• _Source excerpt_:

-- begin --

To: neolib who wrote (7825)12/21/2005 5:01:35 PM
From: TimF  Read Replies (1) | Respond to of 541957
 
I once floated the logical extension of monetarizing everything on the POP thread, but it didn't get a welcome reception. Basically we replace our current monetary system with metamoney, which simply tracks all economic interactions, and maintains a lifelong record which becomes inherited by your heirs as well. You and your heirs reap all rewards and all risks for the some total of all your lifelong actions. You buy nuke energy today, and 50 years from now, the cost of waste disposal goes through the roof, and your heirs find themselves penniless. That would be pure economic Libertarianism

No it wouldn't.

1 - It would require a huge amount of state intervention to implement.

2 - It penalizes some people for the actions of others.

Lets look at your specific example. Suppose I use energy from a nuclear plant. I might not have much of a choice, I don't control the utility. But lets overlook that or assume it is my decision. I have used the energy. My decedents (if I have any) have not. Even if you can look past that, what if nuclear waste disposal does get expensive, but also using nuclear energy allows us to use less fossil fuels and thus lessens or eliminates problems from global warming?

The eventual real or potential costs are probably too complicated to figure out even after the fact. And reasonably to impose the cost for actions taken today I think you should have to be able to at least approximate the cost before the fact.

Tim



To: neolib who wrote (7825)12/21/2005 5:57:15 PM
From: Lane3  Read Replies (1) | Respond to of 541957
 
Or alternately, why not do away with collectivism on the negative side, and make all debts and damages one might cause in one’s life be part of one’s estate?

Whether you convert the responsibility of an individual's debts to the lenders and the collective as you do with bankruptcy or to his offspring, as you propose, you're still taking the load off him. I find the alternatives equally unattractive. His debts should be his own and no one else's. There's no more basis to penalize his offspring than his lenders. The lenders in most cases bear some of the fault. His grandchildren are innocent.

-- end --

• _Stated goal_:
Answer these questions using the forum thread:
(a) What two numbered objections does TimF raise against the metamoney idea?
(b) According to Lane3, who bears some of the fault in most cases?
(c) How does Lane3 describe the grandchildren?

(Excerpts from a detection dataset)

-- begin --

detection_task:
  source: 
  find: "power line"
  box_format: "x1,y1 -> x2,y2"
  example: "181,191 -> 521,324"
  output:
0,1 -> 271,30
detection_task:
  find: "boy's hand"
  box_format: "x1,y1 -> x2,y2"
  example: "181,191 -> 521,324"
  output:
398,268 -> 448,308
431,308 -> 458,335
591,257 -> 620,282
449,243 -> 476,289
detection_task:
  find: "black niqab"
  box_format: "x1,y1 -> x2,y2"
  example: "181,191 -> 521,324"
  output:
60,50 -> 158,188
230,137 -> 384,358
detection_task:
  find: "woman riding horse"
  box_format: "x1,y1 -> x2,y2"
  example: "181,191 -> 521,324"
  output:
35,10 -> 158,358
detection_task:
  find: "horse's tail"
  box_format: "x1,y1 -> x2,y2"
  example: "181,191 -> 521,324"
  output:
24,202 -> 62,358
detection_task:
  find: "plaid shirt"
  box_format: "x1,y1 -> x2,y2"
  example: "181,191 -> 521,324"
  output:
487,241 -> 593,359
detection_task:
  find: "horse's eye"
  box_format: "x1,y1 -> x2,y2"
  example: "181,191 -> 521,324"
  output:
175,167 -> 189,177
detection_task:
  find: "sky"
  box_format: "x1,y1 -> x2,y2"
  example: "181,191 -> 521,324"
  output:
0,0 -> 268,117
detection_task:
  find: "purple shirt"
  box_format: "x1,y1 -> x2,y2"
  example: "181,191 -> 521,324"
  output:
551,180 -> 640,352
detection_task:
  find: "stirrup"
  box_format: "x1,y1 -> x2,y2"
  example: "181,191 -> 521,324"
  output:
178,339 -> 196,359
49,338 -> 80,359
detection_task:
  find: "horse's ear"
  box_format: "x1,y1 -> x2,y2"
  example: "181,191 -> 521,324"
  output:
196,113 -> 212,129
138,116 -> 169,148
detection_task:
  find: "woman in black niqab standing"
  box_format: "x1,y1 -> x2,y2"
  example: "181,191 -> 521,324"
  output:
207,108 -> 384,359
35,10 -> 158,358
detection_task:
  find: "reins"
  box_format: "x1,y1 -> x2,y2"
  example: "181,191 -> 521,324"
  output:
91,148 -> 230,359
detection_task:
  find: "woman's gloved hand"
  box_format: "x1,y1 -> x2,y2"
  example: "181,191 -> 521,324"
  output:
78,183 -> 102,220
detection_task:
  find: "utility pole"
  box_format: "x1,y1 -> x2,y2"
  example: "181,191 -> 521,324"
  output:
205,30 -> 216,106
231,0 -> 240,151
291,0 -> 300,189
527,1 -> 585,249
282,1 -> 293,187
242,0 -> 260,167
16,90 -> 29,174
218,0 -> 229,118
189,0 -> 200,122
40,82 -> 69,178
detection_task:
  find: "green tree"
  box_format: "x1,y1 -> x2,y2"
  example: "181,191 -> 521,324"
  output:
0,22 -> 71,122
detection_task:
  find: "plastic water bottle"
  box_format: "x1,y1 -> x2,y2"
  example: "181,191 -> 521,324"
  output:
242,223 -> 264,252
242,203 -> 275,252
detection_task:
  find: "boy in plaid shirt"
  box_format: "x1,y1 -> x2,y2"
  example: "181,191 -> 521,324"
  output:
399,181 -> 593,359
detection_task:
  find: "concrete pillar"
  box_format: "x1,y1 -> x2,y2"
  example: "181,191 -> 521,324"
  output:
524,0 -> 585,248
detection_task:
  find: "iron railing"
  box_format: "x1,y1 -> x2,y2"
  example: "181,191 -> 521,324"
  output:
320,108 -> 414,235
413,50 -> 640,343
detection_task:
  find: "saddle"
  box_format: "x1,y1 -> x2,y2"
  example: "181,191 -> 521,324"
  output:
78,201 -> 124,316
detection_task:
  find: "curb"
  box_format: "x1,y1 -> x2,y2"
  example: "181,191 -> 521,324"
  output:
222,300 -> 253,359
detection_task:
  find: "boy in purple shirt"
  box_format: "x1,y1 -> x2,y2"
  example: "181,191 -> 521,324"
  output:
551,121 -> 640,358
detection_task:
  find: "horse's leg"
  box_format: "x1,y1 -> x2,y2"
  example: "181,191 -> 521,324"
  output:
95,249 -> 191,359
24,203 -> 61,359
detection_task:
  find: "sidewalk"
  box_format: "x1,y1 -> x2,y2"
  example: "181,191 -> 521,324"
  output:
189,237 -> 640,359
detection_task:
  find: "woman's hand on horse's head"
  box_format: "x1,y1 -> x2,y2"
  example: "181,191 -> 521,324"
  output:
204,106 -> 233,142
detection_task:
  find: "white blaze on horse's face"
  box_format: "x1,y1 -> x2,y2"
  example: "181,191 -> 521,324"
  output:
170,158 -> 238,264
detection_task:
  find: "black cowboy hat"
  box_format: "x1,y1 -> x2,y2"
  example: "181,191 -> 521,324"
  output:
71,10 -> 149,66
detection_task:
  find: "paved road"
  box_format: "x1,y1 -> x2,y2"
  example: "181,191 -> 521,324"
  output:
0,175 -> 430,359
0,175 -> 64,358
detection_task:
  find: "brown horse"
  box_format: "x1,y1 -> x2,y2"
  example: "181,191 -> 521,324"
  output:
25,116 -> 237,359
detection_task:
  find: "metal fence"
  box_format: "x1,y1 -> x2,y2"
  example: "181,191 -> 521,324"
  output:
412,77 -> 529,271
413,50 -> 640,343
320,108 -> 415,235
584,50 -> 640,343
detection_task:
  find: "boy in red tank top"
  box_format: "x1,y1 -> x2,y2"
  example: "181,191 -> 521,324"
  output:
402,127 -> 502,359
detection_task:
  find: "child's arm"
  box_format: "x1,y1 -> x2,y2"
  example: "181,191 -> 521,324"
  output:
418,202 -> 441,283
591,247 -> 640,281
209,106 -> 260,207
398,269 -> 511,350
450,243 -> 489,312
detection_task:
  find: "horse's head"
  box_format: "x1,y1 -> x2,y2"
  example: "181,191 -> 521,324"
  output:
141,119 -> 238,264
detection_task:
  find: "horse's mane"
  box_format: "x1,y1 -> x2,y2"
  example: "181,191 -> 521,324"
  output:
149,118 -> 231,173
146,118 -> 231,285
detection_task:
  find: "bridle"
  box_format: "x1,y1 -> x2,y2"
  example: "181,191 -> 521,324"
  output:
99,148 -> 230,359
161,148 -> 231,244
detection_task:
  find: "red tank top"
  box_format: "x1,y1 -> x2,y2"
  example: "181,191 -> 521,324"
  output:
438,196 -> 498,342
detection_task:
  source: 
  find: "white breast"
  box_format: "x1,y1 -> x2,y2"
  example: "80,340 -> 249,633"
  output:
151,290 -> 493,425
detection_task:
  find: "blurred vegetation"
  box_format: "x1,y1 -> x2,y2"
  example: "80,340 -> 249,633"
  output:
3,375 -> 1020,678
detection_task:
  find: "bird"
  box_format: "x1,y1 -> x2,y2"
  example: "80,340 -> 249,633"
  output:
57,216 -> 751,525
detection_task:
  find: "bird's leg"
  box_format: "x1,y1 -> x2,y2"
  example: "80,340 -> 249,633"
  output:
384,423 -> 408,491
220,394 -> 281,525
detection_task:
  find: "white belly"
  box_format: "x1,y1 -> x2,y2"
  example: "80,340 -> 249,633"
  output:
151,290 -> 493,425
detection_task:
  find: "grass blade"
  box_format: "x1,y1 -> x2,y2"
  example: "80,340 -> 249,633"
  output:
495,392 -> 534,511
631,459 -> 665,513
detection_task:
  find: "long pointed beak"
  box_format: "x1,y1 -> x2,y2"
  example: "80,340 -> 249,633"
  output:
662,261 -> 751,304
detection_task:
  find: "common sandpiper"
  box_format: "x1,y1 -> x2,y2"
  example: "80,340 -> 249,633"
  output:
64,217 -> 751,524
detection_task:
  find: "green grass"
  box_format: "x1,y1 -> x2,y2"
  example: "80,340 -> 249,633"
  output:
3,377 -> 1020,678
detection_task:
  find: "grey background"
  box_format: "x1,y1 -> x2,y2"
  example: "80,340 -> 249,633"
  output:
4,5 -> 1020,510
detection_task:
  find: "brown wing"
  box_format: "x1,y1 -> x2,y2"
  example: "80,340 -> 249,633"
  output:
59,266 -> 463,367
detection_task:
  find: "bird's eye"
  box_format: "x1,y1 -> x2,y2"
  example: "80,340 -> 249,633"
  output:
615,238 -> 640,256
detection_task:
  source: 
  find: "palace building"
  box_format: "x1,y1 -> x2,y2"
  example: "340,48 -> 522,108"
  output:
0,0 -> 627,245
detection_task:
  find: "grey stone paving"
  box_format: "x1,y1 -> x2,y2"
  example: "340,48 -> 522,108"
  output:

-- end --

• _Task result_:
(a) It would require a huge amount of state intervention to implement, and it penalizes some people for the actions of others.
(b) The lenders.
(c) As innocent.